Parts of the exercise
1) In the Statdisk manual excerpt, take the part that opens with the words "The Data menu is" and closes with "and nonparametric models.", and write it out again with "Analysis menu" swapped for "Analyze menu".
2) Please continue the Statdisk manual excerpt past its last sentence.

-- Start of Extracted text --

The Data menu is used to sort data, add data, transform data, generate descriptive statistics including
charts and graphs, assess normality and generate sets of data values that emulate one of the standard
types of statistical distributions.
The Analysis menu is use to find area under the curve for many of the standard statistical distributions,
determine sample size, create confidence intervals, perform hypothesis tests for parametric and nonparametric models.
Using the Data Menu
To transform a dataset you first need to type data into the sample editor or select an existing dataset.
Open the Body Data file that was referenced in Opening a File earlier in the manual. Select Data and
then Sample Transformations to open the Sample Transformer widow (see Figure 8). The Source
column is the column containing the dataset that you want to transform. Select the operation that will be
used to change the data values and type in the constant that you will add, subtract, multiply, divide, mod
value, or raise to a power to the data values. After you click on Basic Transform the new data set will
appear in the Sample Transformer window.
6
Statdisk User Manual
Figure 8
Descriptive Statistics
The descriptive statistics of a data set can be found by opening the Data menu and selecting Descriptive
Statistics. Select the column that the data set is in and then click on Evaluate. A list of the most
commonly used numerical descriptive statistics will be shown (see figure 9).
Figure 9
7
Statdisk User Manual
Histogram
A visual display of a single set of data values can be shown by opening the Data menu and then
selecting Histogram.
Select the column that the data values are in. If you would like the Statdisk program to automatically
select the class width and the class start, select Auto-fit. You can display the count or the frequency for
each class by selecting Bar Labels. Click on Plot to display the graph (see figure 10).
Figure 10
You can also Print, Copy or Save the histogram and later paste the display in a Word file.
8
Statdisk User Manual
Boxplots
If you would like to compare two or more sets of data values you can plot them on
one graph by using boxplots. Open the Data menu and select Boxplot. Then
select the columns containing the data values that you would like to compare. You
can then select Boxplot to show a standard view of the boxplots or Modified
Boxplot which will emphasize outliers (see figure 11).

-- End of Extracted text --
-- Start of Data lines --

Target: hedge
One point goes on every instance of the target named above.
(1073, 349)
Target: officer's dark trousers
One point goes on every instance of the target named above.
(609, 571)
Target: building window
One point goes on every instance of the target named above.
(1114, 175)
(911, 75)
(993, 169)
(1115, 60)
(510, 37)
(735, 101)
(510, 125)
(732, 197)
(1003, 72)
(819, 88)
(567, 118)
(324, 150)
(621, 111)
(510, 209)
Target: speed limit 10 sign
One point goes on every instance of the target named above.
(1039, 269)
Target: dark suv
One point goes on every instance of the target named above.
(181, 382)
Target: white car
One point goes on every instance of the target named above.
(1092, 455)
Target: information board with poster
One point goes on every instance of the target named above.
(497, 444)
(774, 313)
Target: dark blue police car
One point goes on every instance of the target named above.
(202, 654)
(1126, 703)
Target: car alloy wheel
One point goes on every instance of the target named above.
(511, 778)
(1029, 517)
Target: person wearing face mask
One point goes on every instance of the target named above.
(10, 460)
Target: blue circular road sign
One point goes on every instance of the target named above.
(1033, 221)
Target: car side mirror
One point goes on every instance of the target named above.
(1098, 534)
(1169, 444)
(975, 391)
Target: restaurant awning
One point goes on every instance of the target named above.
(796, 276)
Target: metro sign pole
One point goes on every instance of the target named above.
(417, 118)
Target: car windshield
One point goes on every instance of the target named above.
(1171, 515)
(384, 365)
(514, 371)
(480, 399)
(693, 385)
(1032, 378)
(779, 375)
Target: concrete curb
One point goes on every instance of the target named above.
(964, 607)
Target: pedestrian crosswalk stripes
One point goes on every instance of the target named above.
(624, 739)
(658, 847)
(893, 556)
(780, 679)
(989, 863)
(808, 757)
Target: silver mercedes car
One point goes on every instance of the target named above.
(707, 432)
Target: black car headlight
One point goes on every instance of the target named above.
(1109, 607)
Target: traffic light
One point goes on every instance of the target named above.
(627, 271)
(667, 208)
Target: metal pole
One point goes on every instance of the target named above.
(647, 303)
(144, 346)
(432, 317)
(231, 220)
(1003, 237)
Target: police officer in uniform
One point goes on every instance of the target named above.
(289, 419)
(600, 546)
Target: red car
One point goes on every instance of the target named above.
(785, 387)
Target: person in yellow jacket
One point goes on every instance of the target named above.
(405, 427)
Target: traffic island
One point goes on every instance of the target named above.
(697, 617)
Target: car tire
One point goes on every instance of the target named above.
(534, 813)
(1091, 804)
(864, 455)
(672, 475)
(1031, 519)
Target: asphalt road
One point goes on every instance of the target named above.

-- End of Data lines --

Written answers
1)
The Data menu is used to sort data, add data, transform data, generate descriptive statistics including
charts and graphs, assess normality and generate sets of data values that emulate one of the standard
types of statistical distributions.
The Analyze menu is use to find area under the curve for many of the standard statistical distributions,
determine sample size, create confidence intervals, perform hypothesis tests for parametric and nonparametric models.

2)
Figure 11
Using the Analysis Menu
Statdisk can perform many basic statistical functions relating to probability distributions, confidence
intervals, hypothesis testing, correlation and regression, Chi-square and other non-parametric tests, and
sample-size determination. This manual will explain how to perform many of those basic statistical
functions.
Normal Distribution
You do not need to have a set of data values in the Sample Editor to use the probability distribution
functions. Open the Analysis menu and select Probability Distributions. The first four functions,
Normal Distribution, Student-t Distribution, Chi-Square Distribution, and the F Distribution perform the
same type of tasks. Select Normal Distribution. The screen shown in Figure 12 will appear.
9
Statdisk User Manual
Figure 12
You can enter a Z value into the box to the right of z Value: or you can enter an amount of area to the
left of some Z value under the standard normal distribution in the box to the right of Cumulative area
from the left:. Figure 13 shows the standard normal distribution with Z-values along the bottom axis
and the area under the curve between the given Z-values. Statdisk will find the given values and any
other values that are not shown on the table.
Figure 13
Open the Analysis menu and then select Probability Distributions and then Normal Distribution.
Enter -1 into the box for Z Value and then click on Evaluate. Figure 14 shows the Statdisk output.
10
Statdisk User Manual
Figure 14
The output gives the discrete probability of getting -1 or .2419707. It also gives the cumulative area to
the left of -1 or .158655. If you add the areas to the left of -1 shown in Figure 13 you will get the same
amount.
If you put in any value between 0 and 1 representing the area to the left of a Z score and then press
Evaluate you will get the associated Z value.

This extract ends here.